*Data excerpts*:
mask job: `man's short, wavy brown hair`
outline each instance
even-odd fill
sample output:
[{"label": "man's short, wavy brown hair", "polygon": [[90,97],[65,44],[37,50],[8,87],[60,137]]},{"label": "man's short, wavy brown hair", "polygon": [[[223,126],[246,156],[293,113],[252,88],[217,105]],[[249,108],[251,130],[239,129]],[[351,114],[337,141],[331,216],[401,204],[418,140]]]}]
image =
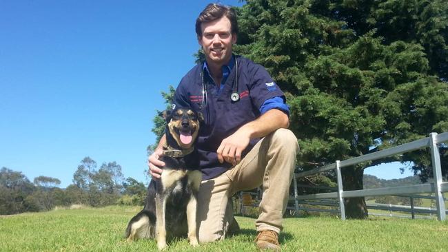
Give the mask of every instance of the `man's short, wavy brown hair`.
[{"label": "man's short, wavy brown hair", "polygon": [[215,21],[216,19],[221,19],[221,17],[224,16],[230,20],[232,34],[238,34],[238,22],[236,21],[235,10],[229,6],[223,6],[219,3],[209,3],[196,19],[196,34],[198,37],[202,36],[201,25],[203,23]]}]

---

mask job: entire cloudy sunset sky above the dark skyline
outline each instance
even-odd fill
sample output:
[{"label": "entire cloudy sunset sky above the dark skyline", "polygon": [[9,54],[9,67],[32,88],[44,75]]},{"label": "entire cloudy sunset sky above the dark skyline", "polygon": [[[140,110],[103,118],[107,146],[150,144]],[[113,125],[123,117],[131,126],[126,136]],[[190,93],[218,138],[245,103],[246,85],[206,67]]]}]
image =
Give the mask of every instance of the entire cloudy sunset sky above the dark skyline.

--

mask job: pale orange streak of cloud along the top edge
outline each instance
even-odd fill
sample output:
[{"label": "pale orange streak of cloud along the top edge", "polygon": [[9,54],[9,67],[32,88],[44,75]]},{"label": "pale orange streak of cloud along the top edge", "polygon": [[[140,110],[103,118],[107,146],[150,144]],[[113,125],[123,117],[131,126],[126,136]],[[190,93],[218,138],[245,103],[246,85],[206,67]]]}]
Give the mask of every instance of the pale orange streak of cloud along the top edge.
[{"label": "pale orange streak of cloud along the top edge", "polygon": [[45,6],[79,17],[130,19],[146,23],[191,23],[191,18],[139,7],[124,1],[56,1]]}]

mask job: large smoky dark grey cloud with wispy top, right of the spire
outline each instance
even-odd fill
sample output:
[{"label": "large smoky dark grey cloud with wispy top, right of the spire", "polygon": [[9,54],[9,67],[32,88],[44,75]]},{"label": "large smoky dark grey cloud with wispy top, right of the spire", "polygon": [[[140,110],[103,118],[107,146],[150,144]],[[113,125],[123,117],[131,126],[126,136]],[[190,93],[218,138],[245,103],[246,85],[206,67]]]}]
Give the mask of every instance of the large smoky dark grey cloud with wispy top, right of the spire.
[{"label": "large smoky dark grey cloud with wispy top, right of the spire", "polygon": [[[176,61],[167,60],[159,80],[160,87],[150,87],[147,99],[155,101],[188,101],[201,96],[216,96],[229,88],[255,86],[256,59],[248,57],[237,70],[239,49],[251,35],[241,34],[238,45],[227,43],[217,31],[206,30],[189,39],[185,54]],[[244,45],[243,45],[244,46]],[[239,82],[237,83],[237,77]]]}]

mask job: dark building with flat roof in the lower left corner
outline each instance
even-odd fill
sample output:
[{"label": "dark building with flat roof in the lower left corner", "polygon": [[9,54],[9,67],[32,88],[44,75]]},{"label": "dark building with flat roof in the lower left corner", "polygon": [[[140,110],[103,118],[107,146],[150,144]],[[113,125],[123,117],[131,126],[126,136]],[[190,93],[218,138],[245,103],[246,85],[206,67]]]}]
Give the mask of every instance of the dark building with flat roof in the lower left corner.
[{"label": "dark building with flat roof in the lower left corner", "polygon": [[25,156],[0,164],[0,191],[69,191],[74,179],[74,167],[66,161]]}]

*What is needed*: Show every line from the entries that includes the word "above".

*Result*:
mask job: entire cloudy sunset sky above the dark skyline
[{"label": "entire cloudy sunset sky above the dark skyline", "polygon": [[9,54],[9,67],[32,88],[44,75]]},{"label": "entire cloudy sunset sky above the dark skyline", "polygon": [[[140,110],[103,118],[107,146],[150,144]],[[113,125],[123,117],[131,126],[126,136]],[[190,93],[218,138],[245,103],[246,85],[206,67]]]}]
Give the mask of every instance of the entire cloudy sunset sky above the dark skyline.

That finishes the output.